══ Fragment strony ══

Niemcy coraz bardziej zwiększają presję na KE i inne unijne instytucje, aby jeszcze szybciej wdrożyć pakt migracyjny - twierdzi Jacek Saryusz-Wolski. „To był właściwy powód, dla którego ta sprawa stanęła na nieformalnym spotkaniu szefów resortów spraw wewnętrznych w Warszawie” - mówi w rozmowie z portalem wPolityce.pl były europoseł PiS. Wszystko dlatego, że po nadchodzących wyborach, „kolejny niemiecki rząd będzie siedział na wulkanie związanym z tematem migracji”.
Jacek Saryusz-Wolski uważa, że wzmożenie dotyczące wdrażania paktu migracyjnego wynika z obecnej, przedwyborczej sytuacji w Niemczech. Ten gorący temat jest tam głównym elementem kampanii, a niemieccy politycy chcą, by wszystkie unijne instytucje podporządkowały się ich dążeniom.

═══
══ Wyciąg z materiału ══

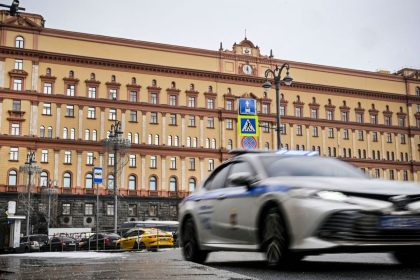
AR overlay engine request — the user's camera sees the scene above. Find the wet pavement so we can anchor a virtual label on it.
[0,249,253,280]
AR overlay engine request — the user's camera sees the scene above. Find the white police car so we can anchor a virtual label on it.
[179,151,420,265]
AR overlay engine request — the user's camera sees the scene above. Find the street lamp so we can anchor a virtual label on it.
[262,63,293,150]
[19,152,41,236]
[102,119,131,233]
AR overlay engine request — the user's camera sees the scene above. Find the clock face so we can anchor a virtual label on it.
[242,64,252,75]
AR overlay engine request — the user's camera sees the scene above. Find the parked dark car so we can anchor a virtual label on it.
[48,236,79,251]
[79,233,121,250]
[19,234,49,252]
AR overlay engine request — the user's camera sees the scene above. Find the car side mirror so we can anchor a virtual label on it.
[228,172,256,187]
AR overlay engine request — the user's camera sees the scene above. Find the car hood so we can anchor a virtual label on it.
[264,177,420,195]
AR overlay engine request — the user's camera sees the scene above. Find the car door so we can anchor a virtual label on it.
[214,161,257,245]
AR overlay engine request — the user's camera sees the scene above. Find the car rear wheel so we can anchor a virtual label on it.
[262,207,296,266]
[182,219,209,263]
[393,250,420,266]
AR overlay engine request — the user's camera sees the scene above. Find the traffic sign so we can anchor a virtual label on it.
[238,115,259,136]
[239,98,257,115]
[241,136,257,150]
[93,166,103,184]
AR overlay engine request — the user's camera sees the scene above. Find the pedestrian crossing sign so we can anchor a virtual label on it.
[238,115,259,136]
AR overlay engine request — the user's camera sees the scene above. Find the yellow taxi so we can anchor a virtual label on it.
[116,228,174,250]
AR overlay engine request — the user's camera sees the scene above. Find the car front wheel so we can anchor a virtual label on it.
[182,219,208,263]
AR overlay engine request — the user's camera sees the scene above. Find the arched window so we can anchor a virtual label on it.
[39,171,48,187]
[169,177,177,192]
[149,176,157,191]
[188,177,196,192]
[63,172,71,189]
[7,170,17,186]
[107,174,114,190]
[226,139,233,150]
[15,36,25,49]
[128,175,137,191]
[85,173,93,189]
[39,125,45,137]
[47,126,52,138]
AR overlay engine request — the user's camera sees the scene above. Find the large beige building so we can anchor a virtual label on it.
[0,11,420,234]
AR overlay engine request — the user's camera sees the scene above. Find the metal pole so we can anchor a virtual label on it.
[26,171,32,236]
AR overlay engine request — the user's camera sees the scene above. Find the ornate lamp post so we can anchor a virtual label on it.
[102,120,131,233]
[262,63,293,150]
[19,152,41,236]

═══
══ Wyciąg z materiału ══

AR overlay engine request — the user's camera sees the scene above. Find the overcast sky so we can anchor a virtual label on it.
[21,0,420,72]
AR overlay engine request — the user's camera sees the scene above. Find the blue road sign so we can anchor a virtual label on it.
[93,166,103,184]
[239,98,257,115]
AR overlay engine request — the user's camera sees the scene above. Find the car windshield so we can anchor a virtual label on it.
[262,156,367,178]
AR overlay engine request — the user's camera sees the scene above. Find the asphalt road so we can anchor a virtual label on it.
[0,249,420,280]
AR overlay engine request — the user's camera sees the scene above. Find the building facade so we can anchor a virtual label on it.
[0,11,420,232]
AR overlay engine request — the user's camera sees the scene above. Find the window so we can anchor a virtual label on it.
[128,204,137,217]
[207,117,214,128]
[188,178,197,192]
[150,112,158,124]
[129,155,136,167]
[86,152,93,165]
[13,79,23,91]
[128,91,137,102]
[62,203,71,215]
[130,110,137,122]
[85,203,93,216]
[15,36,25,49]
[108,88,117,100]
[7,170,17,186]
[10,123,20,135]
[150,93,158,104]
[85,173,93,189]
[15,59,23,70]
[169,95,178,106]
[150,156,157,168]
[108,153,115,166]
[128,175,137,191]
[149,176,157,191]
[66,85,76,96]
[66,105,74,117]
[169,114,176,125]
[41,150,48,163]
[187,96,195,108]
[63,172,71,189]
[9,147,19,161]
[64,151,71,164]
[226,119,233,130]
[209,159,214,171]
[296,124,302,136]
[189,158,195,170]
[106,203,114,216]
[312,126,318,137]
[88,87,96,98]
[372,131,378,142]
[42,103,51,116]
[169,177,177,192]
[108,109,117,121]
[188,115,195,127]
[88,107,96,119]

═══
══ Wyciąg z materiału ══

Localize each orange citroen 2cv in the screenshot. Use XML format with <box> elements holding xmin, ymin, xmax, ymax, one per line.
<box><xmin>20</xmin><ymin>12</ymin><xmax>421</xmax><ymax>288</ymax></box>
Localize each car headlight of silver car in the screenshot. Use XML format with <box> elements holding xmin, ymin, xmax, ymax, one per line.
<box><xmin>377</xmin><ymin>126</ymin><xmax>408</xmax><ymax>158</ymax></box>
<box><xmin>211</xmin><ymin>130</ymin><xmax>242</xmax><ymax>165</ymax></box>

═══

■ Do wykonania ■
a. Proszę przepisać wiernie część fragmentu strony o pakcie migracyjnym, zaczynając od słów „Jacek Saryusz-Wolski uważa, że” i kontynuując aż do słów „się ich dążeniom.”.
b. Proszę odpowiedzieć na poniższe pytania na podstawie fragmentu strony o pakcie migracyjnym:
(i) Z jakim portalem rozmawiał Jacek Saryusz-Wolski?
(ii) W jakim mieście odbyło się nieformalne spotkanie szefów resortów spraw wewnętrznych?
(iii) Z czego, według Jacka Saryusza-Wolskiego, wynika wzmożenie dotyczące wdrażania paktu migracyjnego?

■ Odpowiedzi po kolei ■
a.
Jacek Saryusz-Wolski uważa, że wzmożenie dotyczące wdrażania paktu migracyjnego wynika z obecnej, przedwyborczej sytuacji w Niemczech. Ten gorący temat jest tam głównym elementem kampanii, a niemieccy politycy chcą, by wszystkie unijne instytucje podporządkowały się ich dążeniom.

b.
(i) Z portalem wPolityce.pl.
(ii) W Warszawie.
(iii) Z obecnej, przedwyborczej sytuacji w Niemczech.